>> Begin Listed records

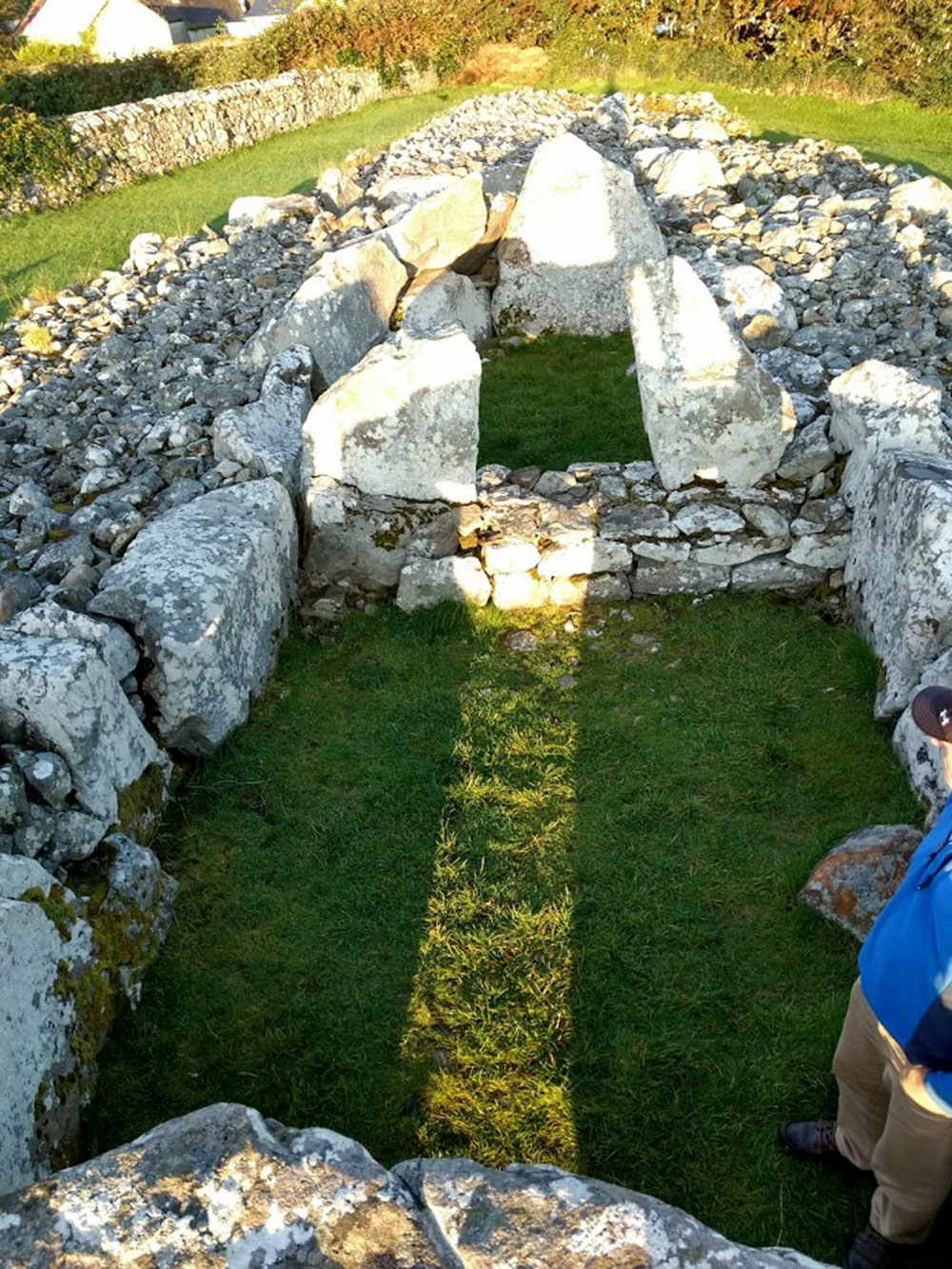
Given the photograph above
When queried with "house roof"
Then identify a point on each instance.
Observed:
(270, 8)
(200, 15)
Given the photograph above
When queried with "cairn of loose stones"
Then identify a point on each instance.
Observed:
(288, 412)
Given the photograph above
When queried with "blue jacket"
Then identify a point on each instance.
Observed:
(905, 964)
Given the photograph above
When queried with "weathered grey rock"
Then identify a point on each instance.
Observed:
(403, 423)
(442, 228)
(879, 406)
(249, 1193)
(857, 879)
(425, 583)
(776, 574)
(72, 704)
(339, 312)
(437, 301)
(924, 197)
(681, 172)
(680, 579)
(215, 580)
(586, 559)
(535, 1215)
(110, 641)
(708, 408)
(578, 228)
(920, 757)
(367, 541)
(40, 953)
(265, 435)
(756, 306)
(899, 576)
(809, 453)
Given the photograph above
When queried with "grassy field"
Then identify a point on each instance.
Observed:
(574, 934)
(56, 248)
(558, 400)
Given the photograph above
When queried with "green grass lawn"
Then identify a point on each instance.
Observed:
(448, 898)
(57, 248)
(560, 399)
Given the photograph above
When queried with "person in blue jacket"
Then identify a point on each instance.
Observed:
(894, 1059)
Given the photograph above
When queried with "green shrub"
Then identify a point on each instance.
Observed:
(34, 149)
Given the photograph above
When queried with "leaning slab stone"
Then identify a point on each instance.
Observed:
(437, 301)
(425, 583)
(441, 228)
(879, 406)
(356, 538)
(922, 759)
(578, 228)
(70, 702)
(266, 434)
(708, 408)
(339, 312)
(212, 583)
(403, 423)
(248, 1193)
(899, 575)
(539, 1216)
(852, 884)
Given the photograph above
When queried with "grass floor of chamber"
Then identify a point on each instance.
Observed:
(455, 899)
(560, 399)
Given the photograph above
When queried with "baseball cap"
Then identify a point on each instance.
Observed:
(932, 712)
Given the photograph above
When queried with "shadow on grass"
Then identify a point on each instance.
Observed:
(720, 755)
(305, 853)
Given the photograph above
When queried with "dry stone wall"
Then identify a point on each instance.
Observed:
(162, 426)
(122, 142)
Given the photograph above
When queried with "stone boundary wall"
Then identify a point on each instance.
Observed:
(162, 133)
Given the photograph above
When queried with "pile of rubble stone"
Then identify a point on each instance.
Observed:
(307, 381)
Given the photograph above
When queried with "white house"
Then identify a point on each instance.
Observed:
(124, 28)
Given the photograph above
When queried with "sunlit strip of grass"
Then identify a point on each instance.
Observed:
(489, 1020)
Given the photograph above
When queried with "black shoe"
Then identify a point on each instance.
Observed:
(810, 1139)
(871, 1250)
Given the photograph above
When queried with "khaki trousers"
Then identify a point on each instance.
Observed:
(887, 1123)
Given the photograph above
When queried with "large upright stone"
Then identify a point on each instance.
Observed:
(211, 583)
(708, 408)
(404, 423)
(441, 228)
(223, 1187)
(899, 572)
(70, 702)
(879, 406)
(265, 435)
(578, 228)
(339, 312)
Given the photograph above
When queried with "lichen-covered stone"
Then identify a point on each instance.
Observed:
(249, 1192)
(265, 435)
(708, 408)
(438, 300)
(899, 575)
(578, 228)
(71, 704)
(338, 313)
(425, 583)
(537, 1216)
(879, 406)
(857, 879)
(403, 423)
(212, 582)
(441, 228)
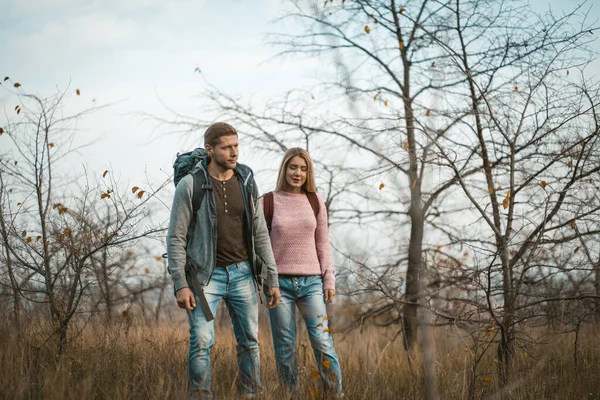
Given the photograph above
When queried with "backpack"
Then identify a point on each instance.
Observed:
(269, 205)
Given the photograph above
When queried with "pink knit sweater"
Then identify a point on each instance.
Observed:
(300, 242)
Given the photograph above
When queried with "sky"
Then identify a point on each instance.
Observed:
(141, 56)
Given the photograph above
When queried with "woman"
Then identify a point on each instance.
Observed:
(297, 221)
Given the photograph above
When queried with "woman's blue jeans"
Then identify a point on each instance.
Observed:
(306, 293)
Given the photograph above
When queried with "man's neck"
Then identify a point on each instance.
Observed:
(219, 173)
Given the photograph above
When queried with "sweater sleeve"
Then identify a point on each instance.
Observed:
(323, 247)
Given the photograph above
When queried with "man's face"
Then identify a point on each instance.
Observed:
(225, 153)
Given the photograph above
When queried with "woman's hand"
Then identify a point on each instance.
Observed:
(329, 295)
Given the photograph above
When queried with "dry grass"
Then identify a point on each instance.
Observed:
(132, 361)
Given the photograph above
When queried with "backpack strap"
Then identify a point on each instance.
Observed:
(268, 205)
(314, 202)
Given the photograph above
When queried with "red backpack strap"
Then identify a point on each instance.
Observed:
(314, 202)
(268, 204)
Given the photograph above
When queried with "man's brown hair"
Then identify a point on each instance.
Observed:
(216, 131)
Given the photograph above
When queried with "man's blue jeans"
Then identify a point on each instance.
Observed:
(235, 285)
(305, 292)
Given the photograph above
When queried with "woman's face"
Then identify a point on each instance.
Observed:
(295, 173)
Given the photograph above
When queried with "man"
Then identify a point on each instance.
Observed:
(223, 256)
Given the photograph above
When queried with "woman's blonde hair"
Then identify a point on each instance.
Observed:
(309, 184)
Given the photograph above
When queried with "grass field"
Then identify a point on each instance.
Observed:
(129, 360)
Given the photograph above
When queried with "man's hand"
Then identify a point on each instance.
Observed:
(329, 295)
(185, 299)
(274, 297)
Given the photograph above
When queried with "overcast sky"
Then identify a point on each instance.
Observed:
(134, 52)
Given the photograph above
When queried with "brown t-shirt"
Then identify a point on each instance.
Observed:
(231, 235)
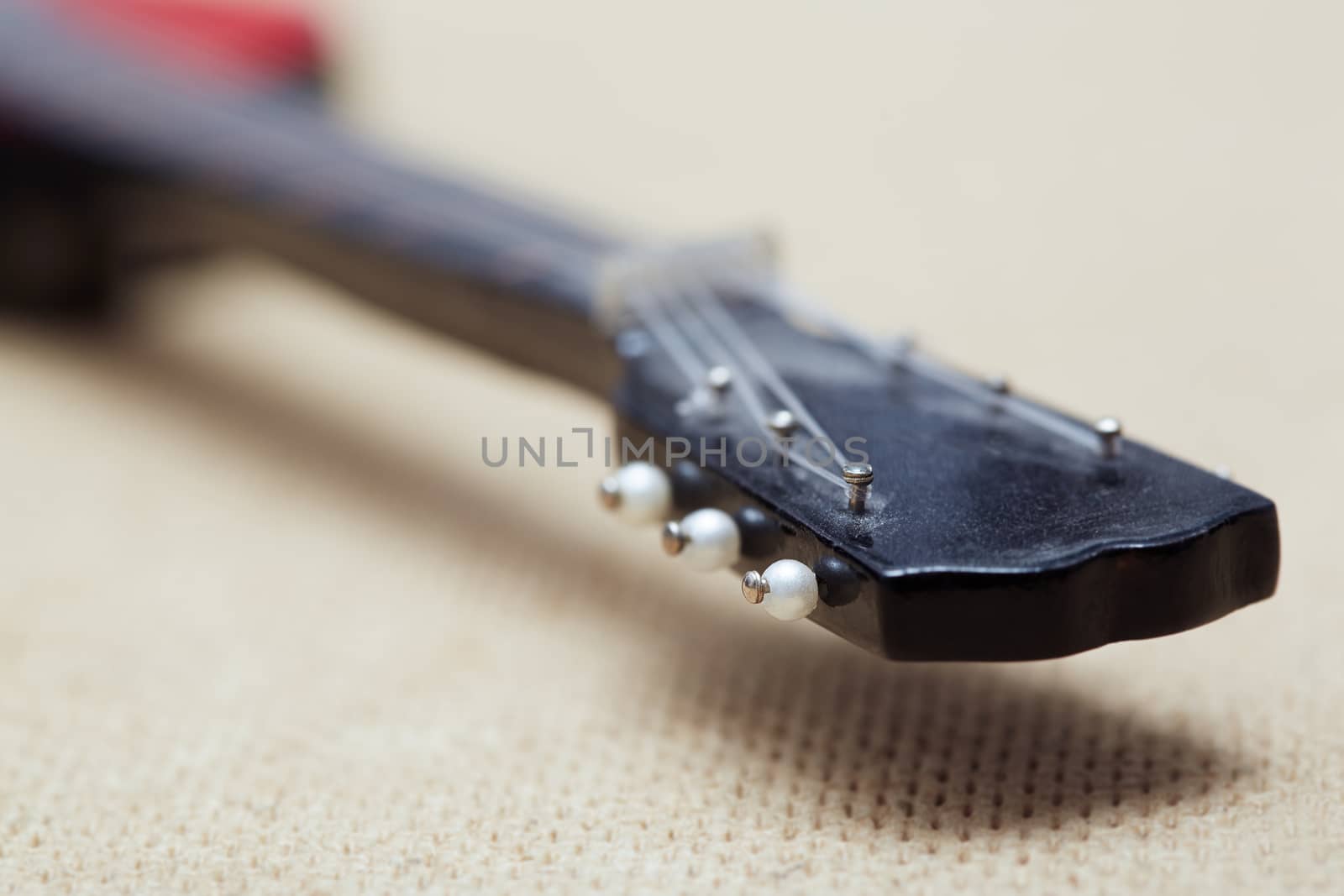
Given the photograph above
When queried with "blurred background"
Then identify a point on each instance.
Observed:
(268, 622)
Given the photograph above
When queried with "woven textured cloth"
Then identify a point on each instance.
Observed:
(269, 625)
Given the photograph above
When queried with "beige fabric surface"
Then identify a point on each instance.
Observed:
(268, 624)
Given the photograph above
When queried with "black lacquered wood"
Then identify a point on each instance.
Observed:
(987, 537)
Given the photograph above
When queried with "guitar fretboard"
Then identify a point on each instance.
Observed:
(280, 152)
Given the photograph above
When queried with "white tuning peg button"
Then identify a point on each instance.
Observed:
(788, 590)
(638, 492)
(707, 539)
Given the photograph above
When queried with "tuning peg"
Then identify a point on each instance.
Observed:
(709, 539)
(638, 492)
(788, 590)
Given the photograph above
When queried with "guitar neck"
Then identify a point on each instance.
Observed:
(270, 172)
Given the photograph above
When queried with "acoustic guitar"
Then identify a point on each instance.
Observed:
(911, 508)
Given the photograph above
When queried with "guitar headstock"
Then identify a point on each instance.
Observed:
(916, 511)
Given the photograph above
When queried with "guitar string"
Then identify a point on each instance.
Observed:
(707, 301)
(1065, 427)
(745, 390)
(571, 262)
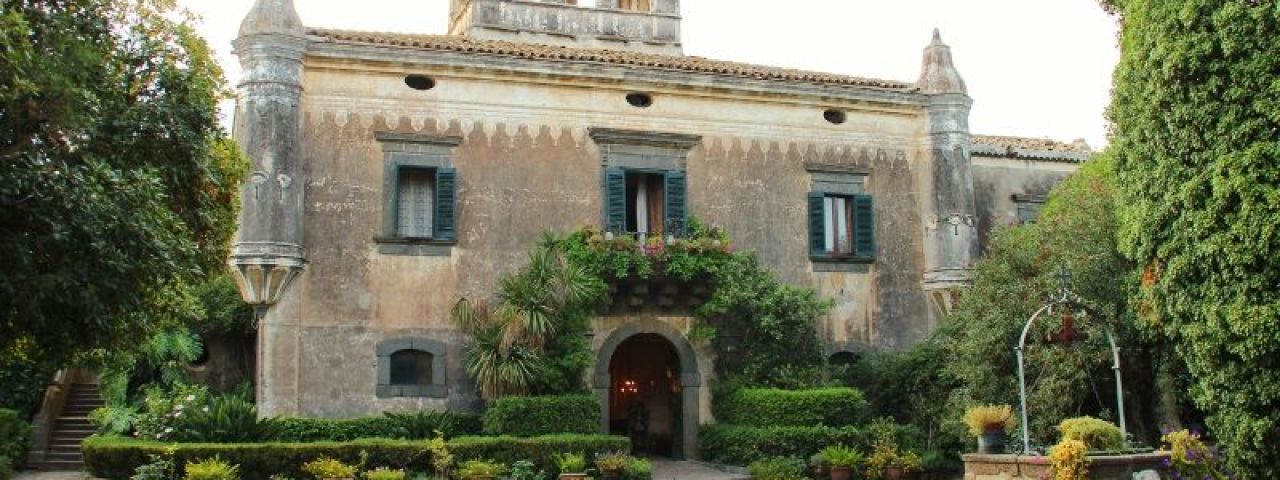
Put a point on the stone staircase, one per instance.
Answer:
(71, 428)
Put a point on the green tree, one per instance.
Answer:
(1077, 232)
(1196, 114)
(117, 183)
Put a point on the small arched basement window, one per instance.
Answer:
(411, 366)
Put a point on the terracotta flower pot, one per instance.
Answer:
(991, 442)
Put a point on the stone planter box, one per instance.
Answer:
(1034, 467)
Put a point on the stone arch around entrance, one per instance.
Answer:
(690, 379)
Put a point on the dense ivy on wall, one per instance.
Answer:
(117, 182)
(531, 338)
(1196, 118)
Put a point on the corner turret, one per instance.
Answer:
(951, 228)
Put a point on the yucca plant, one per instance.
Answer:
(508, 337)
(225, 419)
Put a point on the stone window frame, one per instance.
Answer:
(385, 348)
(1027, 208)
(410, 151)
(842, 181)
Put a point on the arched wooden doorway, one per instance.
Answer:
(648, 383)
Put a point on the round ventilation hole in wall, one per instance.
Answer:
(641, 100)
(420, 82)
(835, 117)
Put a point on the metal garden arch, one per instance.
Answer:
(1065, 301)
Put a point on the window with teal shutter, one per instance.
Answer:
(841, 227)
(676, 201)
(446, 204)
(864, 227)
(615, 199)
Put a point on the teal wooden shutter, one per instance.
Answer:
(675, 196)
(864, 227)
(817, 227)
(446, 204)
(615, 200)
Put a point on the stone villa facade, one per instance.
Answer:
(393, 174)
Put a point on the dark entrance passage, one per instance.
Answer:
(645, 401)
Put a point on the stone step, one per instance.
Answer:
(56, 465)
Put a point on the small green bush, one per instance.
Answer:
(384, 474)
(775, 407)
(211, 469)
(777, 469)
(389, 425)
(1096, 434)
(14, 434)
(531, 416)
(741, 444)
(117, 458)
(329, 469)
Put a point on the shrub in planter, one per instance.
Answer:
(1096, 434)
(384, 474)
(988, 424)
(777, 407)
(531, 416)
(329, 469)
(211, 469)
(844, 461)
(480, 470)
(777, 469)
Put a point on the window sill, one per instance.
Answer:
(428, 247)
(435, 391)
(849, 264)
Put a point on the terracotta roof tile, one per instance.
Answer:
(1032, 149)
(612, 56)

>> End Listed records

* [Problem requirements] Each line from the one containing "Put a point on the metal" to the final line of the entries above must be returned exactly, and no other line may appear.

* [Result]
Put a point on the metal garden arch, one per instance.
Answer:
(1065, 301)
Put a point on the window with teal shutter, one per instance.
Answer:
(841, 227)
(676, 201)
(446, 204)
(864, 227)
(615, 199)
Put a point on the teal wooden shutter, one per instance.
Answer:
(675, 196)
(864, 227)
(817, 227)
(446, 204)
(615, 200)
Put a point on the stone villa facade, one per instance.
Answer:
(393, 174)
Put a point on the dark entrance passage, one per instance.
Answer:
(645, 401)
Put a point on the stone step, one per instance.
Answer:
(56, 465)
Put a point on the small green bush, one per instance.
Answer:
(384, 474)
(775, 407)
(211, 469)
(777, 469)
(389, 425)
(1096, 434)
(14, 434)
(531, 416)
(741, 444)
(117, 458)
(329, 469)
Put a point on the shrub in planter, one per instance.
Answer:
(1096, 434)
(384, 474)
(988, 424)
(777, 407)
(531, 416)
(329, 469)
(211, 469)
(844, 461)
(480, 470)
(777, 469)
Put a point on the window sill, one per instance.
Answer:
(428, 247)
(435, 391)
(849, 264)
Put a point on the terracotta roof tile, one per instance.
Answer:
(1032, 149)
(612, 56)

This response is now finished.